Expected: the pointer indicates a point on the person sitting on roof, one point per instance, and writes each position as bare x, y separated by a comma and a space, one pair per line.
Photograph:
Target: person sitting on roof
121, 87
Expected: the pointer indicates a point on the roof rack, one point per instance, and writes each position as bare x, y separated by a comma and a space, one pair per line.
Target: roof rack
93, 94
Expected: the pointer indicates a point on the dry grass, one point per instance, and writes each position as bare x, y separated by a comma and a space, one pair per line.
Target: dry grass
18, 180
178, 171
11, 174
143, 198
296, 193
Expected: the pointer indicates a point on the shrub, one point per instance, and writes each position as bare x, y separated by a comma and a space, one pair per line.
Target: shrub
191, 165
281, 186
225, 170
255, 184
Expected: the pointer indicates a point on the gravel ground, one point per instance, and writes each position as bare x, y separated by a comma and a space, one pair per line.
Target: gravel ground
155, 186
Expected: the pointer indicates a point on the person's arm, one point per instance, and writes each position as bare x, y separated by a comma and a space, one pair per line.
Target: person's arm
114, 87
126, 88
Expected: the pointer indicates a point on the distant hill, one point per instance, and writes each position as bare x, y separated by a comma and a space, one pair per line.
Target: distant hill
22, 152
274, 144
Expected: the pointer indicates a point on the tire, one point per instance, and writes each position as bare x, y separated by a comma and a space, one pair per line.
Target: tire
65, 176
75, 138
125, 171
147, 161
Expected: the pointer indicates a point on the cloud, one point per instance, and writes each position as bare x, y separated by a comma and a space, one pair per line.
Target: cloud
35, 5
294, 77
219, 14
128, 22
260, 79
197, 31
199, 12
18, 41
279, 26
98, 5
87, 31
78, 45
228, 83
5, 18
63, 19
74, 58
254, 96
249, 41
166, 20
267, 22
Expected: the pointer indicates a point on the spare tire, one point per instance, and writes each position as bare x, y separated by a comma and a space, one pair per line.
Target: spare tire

_WHAT YOU NEED TO DO_
Filter the listing above by the word "space"; copy each line that passes.

_ANSWER BOX_
Expected: the pointer indicates a point on the person sitting on roof, one point per instance, and writes each position as bare x, y separated by a comma and a space, one pair per line.
Expected: the pointer indicates a point on the roof rack, one point per instance, and writes each position as bare x, y separated by a comma and a space, one pair per line.
Expected: the pointer indicates a point on the dry grass, one point per instance, and writes each position as bare x, y separated by a comma and a space, one pair per line.
Expected: the pointer indicates a point on the shrub, one point per instance, and writes each position as bare x, y separated by a comma and a space, one pair per line.
Expected: the pointer indicates a point on the gravel ground, one point per instance, and writes each position as bare x, y separated by a comma and a space, one pair per line.
Expected: the pointer indicates a point on the person's arm, one point per instance, and writes each position as bare x, y separated by a comma and a space, one pair per line.
Expected: the pointer indicates a point on the distant hill, one point per instance, and writes each position as bare x, y separated by a comma and a space, one pair per line.
Expected: the pointer indicates a point on the tire, one point per instance, and writes each position as bare x, y separated by a comma and a space, one pair per line.
Expected: the pointer indicates a point on the cloud, one point per instance, and writes each position as bare x, y separated by a comma and a space, one pair per line.
Expected: the pointer indicates a point on the spare tire, one point per instance, and writes each position as bare x, y separated by a comma and a space, one pair per line.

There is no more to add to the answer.